■ Selected passage:

This invention relates to a test pattern generating apparatus which generates test patterns for testing a logic circuit such as a semiconductor integrated circuit, and especially to a test pattern generating apparatus wherein test patterns from a storage device are transferred and stored in an unused block of a pattern generator when part of a logic circuit test equipment is broken down.
In testing a logic circuit, a test pattern is supplied to the logic circuit under test, and the resulting output from the logic circuit is compared with an expected pattern to determine whether the logic circuit works correctly or not. The pattern length and the word length of the test pattern and the expected pattern supplied to the logic circuit under test increase with increase in scale and density of the logic circuit under test. For example, for testing a logic circuit having 256 pins, a test pattern including the expected pattern is required to have a 256-bit word. Further, the pattern length for testing a 64K memory, for example, needs to be 3.times.64K.sup.2 steps in an algorithmic test pattern, such as in galloping and walking test patterns. Further, the test patterns are required to be generated with high speed in view of to the recent developments in speed of the logic circuits which are to be tested.
The test pattern as above cannot be directly generated by a storage device as is usually employed in a CPU system. Therefore, in a logic circuit test equipment there are provided a storage device of large capacity and relatively low speed, such as a disc memory, and a pattern generator of high speed, relatively small capacity and large word length. The test patterns including the expected pattern are previously provided from the storage device in predetermined amounts, and stored in the pattern generator, since a pattern generator of large capacity and high speed is very expensive. When testing the logic circuit, the pattern generator supplies the test pattern to the logic circuit under test and the expected pattern to comparators for evaluating the outputs from the logic circuit.

[Stored records]
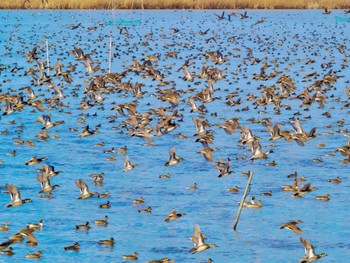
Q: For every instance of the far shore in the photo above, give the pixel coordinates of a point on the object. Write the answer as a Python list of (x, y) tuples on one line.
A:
[(174, 4)]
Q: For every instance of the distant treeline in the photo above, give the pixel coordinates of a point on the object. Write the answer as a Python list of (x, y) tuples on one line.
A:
[(174, 4)]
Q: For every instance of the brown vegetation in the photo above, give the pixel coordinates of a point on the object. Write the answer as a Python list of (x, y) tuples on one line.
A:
[(174, 4)]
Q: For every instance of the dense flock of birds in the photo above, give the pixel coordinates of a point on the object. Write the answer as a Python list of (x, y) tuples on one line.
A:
[(267, 84)]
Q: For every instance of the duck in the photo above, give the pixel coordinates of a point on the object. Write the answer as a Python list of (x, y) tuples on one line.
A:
[(268, 193), (192, 187), (102, 222), (147, 210), (49, 170), (310, 255), (7, 243), (198, 240), (138, 201), (164, 176), (127, 164), (45, 183), (74, 247), (15, 197), (224, 168), (28, 233), (5, 227), (98, 178), (108, 242), (84, 190), (291, 188), (252, 204), (326, 11), (8, 252), (87, 132), (257, 152), (173, 215), (106, 205), (323, 197), (162, 260), (334, 180), (47, 196), (85, 226), (34, 255), (133, 256), (234, 189), (292, 225), (104, 195), (173, 158), (34, 160), (36, 226), (207, 153)]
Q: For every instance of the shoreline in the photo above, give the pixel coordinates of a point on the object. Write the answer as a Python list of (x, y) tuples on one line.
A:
[(173, 5)]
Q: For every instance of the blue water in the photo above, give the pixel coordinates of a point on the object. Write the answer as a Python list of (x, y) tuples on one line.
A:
[(285, 40)]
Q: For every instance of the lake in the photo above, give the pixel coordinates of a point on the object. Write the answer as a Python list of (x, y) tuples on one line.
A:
[(307, 46)]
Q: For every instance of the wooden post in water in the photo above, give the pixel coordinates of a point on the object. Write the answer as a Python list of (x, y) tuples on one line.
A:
[(243, 198), (110, 55), (47, 57)]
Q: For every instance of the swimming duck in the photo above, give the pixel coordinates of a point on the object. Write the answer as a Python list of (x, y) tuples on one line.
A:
[(47, 196), (147, 210), (138, 201), (173, 158), (162, 260), (334, 180), (173, 215), (224, 168), (192, 187), (257, 152), (49, 170), (292, 225), (104, 195), (234, 189), (127, 164), (108, 242), (45, 183), (34, 160), (106, 205), (198, 240), (291, 188), (252, 204), (15, 197), (208, 153), (310, 255), (269, 193), (28, 233), (164, 176), (5, 227), (36, 226), (7, 243), (102, 222), (34, 255), (8, 252), (74, 247), (326, 11), (87, 132), (133, 256), (323, 197), (84, 190), (85, 226), (98, 178)]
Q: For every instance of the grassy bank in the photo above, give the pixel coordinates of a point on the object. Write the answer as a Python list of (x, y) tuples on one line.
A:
[(174, 4)]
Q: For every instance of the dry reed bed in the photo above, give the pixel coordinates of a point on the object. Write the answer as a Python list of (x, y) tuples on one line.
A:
[(174, 4)]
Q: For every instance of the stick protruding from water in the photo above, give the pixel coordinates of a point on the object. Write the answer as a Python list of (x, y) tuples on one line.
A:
[(47, 57), (110, 55), (243, 198)]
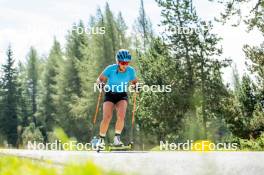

■ Jobs:
1. In the passage on test pattern generation, what word length must a test pattern that includes the expected pattern have when testing a logic circuit with 256 pins?
2. Extend the test pattern generator passage, beginning right after its final sentence.

■ Task-by-task results:
1. It must have a 256-bit word.

2.
FIG. 1 shows a block diagram of a general construction of a logic circuit test equipment of this kind. A storage device 1 which has a large capacity of storage locations provides in advance test patterns and expected patterns to a pattern generator 2. The pattern generator 2 generates test patterns 13 and expected patterns 14 in parallel to each other when testing a logic circuit. The test patterns are supplied to a group of formatters 3 in which the test patterns are shaped to predetermined logic waveforms such as return-to-zero (RZ), non-return-to-zero (NRZ) waveforms and so forth. The test patterns delivered by the formatter 3 are provided to a group of drivers 4 which determine the voltage levels of the test patterns according to a logic circuit 5 that is being tested. The test patterns from the group of drivers 4 are supplied to a group of terminals 11 of the logic circuit 5.
Outputs from a group of terminals 12 of the logic circuit 5 are supplied to a group of logic decision circuits 7 for determining whether the outputs are at high or low logic level. The results from the group of logic decision circuits 7 are fed to a group of logic comparators 6 whose other input terminals are supplied with corresponding expected patterns 14 from the pattern generator 2. Thus the logic comparators 6.sub.1 to 6.sub.n compare the respective outputs from the group of logic decision circuits 7 with the expected patterns and provide the comparison results to a bus line 10 which is connected to a central processing unit (CPU, not shown). When there is any difference between the signals from the logic circuit 5 being tested and the expected patterns, the logic circuit 5 is rejected.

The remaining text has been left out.